WHAT YOU ARE ASKED TO DO: Reproduce the passage below on linking the purpose of offered evidence to the defense theory, word for word and in full.

PAGE EXCERPT:

+ + + + + + +

Contrast the argument above with one that simply states that evidence of V's affair with A's friend is admissible because "it goes to her credibility." Given such a meager proffer, the military judge is unlikely to admit the evidence.

Tip #2--The Purpose Must Be Consistent With the Case Theory

The proponent must understand--and be prepared to articulate--how the evidence supports the defense theory of the case. If the purpose for offering evidence does not advance that theory, the evidence will likely be found to be irrelevant.

In the hypothetical case of A, the defense theory is that V-fabricated the rape claim to get revenge against A. A's counsel could argue that the evidence of V's affair with A's friend--and the resulting argument between V and A--provides the motive for the false claim. That is, A knew about the affair and angrily confronted V with this knowledge, which gave V a motive to fabricate the rape accusation against A. If the proponent makes this argument for admission of the evidence of the affair, it will support the defense theory and is relevant to the case.

+ + + + + + +

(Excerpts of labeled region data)

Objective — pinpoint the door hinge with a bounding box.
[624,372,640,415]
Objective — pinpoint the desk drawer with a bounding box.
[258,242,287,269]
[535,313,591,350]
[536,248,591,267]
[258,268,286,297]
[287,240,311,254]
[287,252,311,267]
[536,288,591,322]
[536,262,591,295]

+ + + + + + +

COMPLETED EXERCISE:
Contrast the argument above with one that simply states that evidence of V's affair with A's friend is admissible because "it goes to her credibility." Given such a meager proffer, the military judge is unlikely to admit the evidence.

Tip #2--The Purpose Must Be Consistent With the Case Theory

The proponent must understand--and be prepared to articulate--how the evidence supports the defense theory of the case. If the purpose for offering evidence does not advance that theory, the evidence will likely be found to be irrelevant.

In the hypothetical case of A, the defense theory is that V-fabricated the rape claim to get revenge against A. A's counsel could argue that the evidence of V's affair with A's friend--and the resulting argument between V and A--provides the motive for the false claim. That is, A knew about the affair and angrily confronted V with this knowledge, which gave V a motive to fabricate the rape accusation against A. If the proponent makes this argument for admission of the evidence of the affair, it will support the defense theory and is relevant to the case.